Goal of the exercise
Would you print the records as they stand, down to the last character?

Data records

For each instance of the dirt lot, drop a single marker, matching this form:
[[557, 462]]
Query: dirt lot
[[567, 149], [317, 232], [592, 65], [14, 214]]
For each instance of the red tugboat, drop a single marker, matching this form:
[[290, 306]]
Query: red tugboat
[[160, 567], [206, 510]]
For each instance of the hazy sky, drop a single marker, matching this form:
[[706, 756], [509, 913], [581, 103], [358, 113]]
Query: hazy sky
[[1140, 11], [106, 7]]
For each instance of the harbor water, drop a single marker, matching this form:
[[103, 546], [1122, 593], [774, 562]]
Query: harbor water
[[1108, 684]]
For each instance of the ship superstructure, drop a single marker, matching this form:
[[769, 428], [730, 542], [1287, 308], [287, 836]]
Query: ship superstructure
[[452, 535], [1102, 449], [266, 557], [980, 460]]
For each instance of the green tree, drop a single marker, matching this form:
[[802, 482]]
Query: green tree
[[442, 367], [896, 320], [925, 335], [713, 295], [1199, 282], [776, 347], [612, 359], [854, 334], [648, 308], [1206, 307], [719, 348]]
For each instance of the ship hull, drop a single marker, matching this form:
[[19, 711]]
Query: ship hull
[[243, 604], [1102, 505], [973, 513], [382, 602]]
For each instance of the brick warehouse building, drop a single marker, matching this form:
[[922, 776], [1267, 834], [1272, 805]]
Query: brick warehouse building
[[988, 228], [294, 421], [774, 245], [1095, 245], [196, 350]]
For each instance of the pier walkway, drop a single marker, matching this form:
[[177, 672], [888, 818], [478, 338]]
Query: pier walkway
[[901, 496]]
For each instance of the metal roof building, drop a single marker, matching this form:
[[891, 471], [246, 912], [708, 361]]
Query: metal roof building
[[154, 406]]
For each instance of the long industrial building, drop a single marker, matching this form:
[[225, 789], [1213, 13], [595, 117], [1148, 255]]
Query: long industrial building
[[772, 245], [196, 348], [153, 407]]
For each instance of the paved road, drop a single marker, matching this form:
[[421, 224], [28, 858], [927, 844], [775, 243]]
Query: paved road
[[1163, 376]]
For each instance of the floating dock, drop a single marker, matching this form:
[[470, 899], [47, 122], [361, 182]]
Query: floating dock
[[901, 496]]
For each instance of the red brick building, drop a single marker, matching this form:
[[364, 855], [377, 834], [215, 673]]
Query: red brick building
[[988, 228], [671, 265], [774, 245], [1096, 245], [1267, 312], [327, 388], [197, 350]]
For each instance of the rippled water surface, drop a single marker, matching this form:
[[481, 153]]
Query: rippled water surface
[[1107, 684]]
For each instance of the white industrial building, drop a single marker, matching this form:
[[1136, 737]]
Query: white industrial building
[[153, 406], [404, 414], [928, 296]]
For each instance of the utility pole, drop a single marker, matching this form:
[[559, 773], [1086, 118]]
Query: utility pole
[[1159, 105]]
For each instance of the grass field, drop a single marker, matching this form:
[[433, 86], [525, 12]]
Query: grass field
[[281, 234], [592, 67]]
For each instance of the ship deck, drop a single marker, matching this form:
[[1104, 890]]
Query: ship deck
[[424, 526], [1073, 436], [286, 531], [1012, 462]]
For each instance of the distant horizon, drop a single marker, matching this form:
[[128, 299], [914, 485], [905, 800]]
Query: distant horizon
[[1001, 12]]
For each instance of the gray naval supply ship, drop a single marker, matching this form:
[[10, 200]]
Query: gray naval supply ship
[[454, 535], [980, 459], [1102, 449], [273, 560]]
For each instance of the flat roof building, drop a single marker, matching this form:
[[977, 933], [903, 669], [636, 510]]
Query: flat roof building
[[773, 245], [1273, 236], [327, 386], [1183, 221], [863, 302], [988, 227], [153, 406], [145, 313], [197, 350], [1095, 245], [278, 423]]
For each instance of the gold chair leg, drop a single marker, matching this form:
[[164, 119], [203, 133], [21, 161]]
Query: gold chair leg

Written answer
For each instance of the dirt lot, drop a single marker, matching this form:
[[557, 462]]
Query: dirt lot
[[567, 149], [317, 232], [592, 65], [14, 214]]
For each instance of the red tugboat, drop a single marker, matching this form:
[[290, 306]]
Query: red tugboat
[[160, 567], [206, 510]]
For each instance of the hazy sky, drop a single marker, matching this form:
[[706, 756], [509, 913], [581, 103], [358, 113]]
Query: hazy sky
[[1140, 11], [106, 7]]
For each instance of the harbor water, drop a single marker, matching this form:
[[103, 546], [1122, 593], [774, 562]]
Query: harbor water
[[1108, 684]]
For each instance of the ship superstructure, drop a single marker, matching this form:
[[769, 428], [730, 542], [1287, 308], [287, 836]]
Query: ship superstructure
[[452, 535], [1102, 449], [266, 557], [980, 460]]
For each instance of the green tree, drop a single marker, matching this form:
[[802, 482]]
Query: green tree
[[442, 367], [896, 320], [925, 335], [713, 295], [1199, 282], [776, 347], [612, 359], [854, 334], [648, 308], [1206, 307], [719, 348]]
For each instance of the ship hull, drop a single marker, matching this form:
[[19, 711]]
Query: ship hull
[[243, 604], [1102, 505], [973, 513], [382, 602]]
For each instance of the brick warehouse building, drop a single marker, matching this form:
[[922, 776], [1267, 834], [1272, 805]]
Query: brick warehouse building
[[988, 228], [294, 421], [774, 245], [1095, 245], [196, 350]]
For each instance of the pier walkway, drop a single marker, matching this form:
[[177, 672], [888, 818], [478, 338]]
Query: pier walkway
[[901, 496]]
For each instance of the metal roof building, drop a single marker, matching this form:
[[891, 471], [246, 912], [708, 361]]
Query: metal roof building
[[154, 406]]
For each instance of the long industrial building, drop a single marker, matching this form:
[[225, 789], [1213, 13], [595, 117], [1148, 255]]
Query: long industrial building
[[772, 245], [196, 348], [153, 407]]
For each instance of the paved road, drop a single marker, matching this form:
[[421, 224], [28, 858], [927, 844], [775, 243]]
Query: paved road
[[1163, 376]]
For each instance of the floating dock, drop a single marker, matching this form:
[[470, 899], [47, 122], [361, 182]]
Query: floating dock
[[901, 496]]
For each instance of the red brick building, drop a single marker, matching this form:
[[364, 855], [377, 834], [215, 673]]
Query: red brick building
[[988, 228], [671, 265], [774, 245], [1096, 245], [1267, 312], [327, 388], [197, 350]]
For each instance of the rippled water surface, drop a single marker, matching this form:
[[481, 153]]
Query: rippled water surface
[[1107, 684]]
For each instance of the white industrial building, drop a single marker, matching this form:
[[1136, 737]]
Query: white industrial building
[[153, 406], [404, 414], [928, 296]]
For each instance of the utility pole, drop a single marker, matching this form:
[[559, 773], [1086, 118]]
Query: utility pole
[[1159, 105]]
For each instance of the grass field, drop a single marker, matching this form:
[[433, 86], [525, 12]]
Query: grass field
[[281, 234], [592, 67]]
For each instance of the ship deck, drop a single marker, matching this form:
[[1104, 890]]
Query: ship deck
[[424, 526], [1073, 436], [286, 531], [1012, 462]]
For each instance of the distant horizon, drop a single marker, matching this form:
[[128, 299], [914, 485], [905, 800]]
Query: distant horizon
[[1001, 12]]
For each instance of the gray naval supply ship, drop a single marker, matching this form:
[[10, 200]]
Query: gray naval supply ship
[[454, 535], [980, 459], [1102, 449], [273, 560]]
For each instance of the flat roof building, drop a single marker, matching this form:
[[977, 933], [903, 669], [636, 510]]
Query: flat roof building
[[773, 245], [1273, 236], [327, 386], [1183, 221], [863, 302], [988, 227], [153, 406], [145, 313], [197, 350], [1095, 245], [278, 423]]
For each instance of the gold chair leg, drop a single marker, matching this form:
[[164, 119], [203, 133], [21, 161]]
Query: gold chair leg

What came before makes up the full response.